* _Your instructions_
Reproduce word for word the part of the passage on political films starting at "In portraying politics, cinematic" and ending at "decrepit, corrupt Congress.".

* _Text segment_

# # # # #

In portraying politics, cinematic cynicism isn't new. "Mr. Smith Goes to Washington" featured Jimmy Stewart's saintly senator, but director Frank Capra also depicted a decrepit, corrupt Congress.

"The Ides of March" is even more dark, as it skips a happy, Capraesque conclusion in favor of an unflinching look at today's marriage of media, money and politics.

The movie's plot is about a decisive, divisive Democratic presidential primary. George Clooney plays a candidate whose positions (and posters) echo Barack Obama's 2008 "HOPE" campaign. But off the hustings he's a hustler -- less liberal and more libertine -- evoking "The Man from Hope," Bill Clinton. The inevitable candidate scandal unleashes backstage backstabbing that rivals the original Ides of March attack. Only this time everyone is Brutus, including Ryan Gosling as an intense, idealistic press secretary, and Philip Seymour Hoffman and Paul Giamatti as competing campaign managers.

# # # # #

* _Source information_
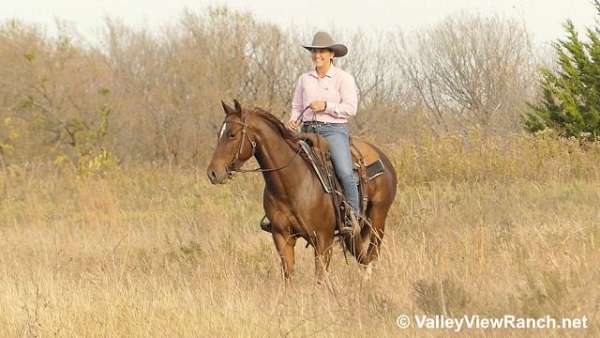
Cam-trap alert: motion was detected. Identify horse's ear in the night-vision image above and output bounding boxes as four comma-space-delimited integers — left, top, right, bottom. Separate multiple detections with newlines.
233, 99, 242, 116
221, 100, 236, 115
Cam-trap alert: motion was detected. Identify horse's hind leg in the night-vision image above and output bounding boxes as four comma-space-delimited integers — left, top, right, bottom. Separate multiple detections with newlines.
358, 204, 389, 266
273, 232, 296, 282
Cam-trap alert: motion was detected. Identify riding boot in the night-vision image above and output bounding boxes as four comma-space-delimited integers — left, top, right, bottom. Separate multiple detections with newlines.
340, 209, 360, 238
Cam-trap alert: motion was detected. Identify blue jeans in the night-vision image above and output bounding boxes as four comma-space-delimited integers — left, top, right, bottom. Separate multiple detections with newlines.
302, 123, 359, 214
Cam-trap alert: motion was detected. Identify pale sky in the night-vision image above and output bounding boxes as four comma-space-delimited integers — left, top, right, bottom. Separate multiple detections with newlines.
0, 0, 596, 44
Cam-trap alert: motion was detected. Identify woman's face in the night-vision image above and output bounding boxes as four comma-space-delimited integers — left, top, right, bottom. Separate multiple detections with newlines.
311, 48, 334, 67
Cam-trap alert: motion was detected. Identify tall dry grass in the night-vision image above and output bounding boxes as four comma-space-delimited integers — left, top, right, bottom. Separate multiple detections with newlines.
0, 133, 600, 337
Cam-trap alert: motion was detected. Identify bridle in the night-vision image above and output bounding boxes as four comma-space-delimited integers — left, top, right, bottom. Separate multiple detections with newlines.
219, 111, 309, 176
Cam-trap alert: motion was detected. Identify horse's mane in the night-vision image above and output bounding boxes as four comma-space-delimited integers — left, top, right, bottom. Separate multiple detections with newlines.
252, 107, 298, 144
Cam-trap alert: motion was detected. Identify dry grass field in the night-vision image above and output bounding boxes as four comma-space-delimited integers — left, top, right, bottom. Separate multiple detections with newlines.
0, 133, 600, 337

# # # # #

* _Response area_
In portraying politics, cinematic cynicism isn't new. "Mr. Smith Goes to Washington" featured Jimmy Stewart's saintly senator, but director Frank Capra also depicted a decrepit, corrupt Congress.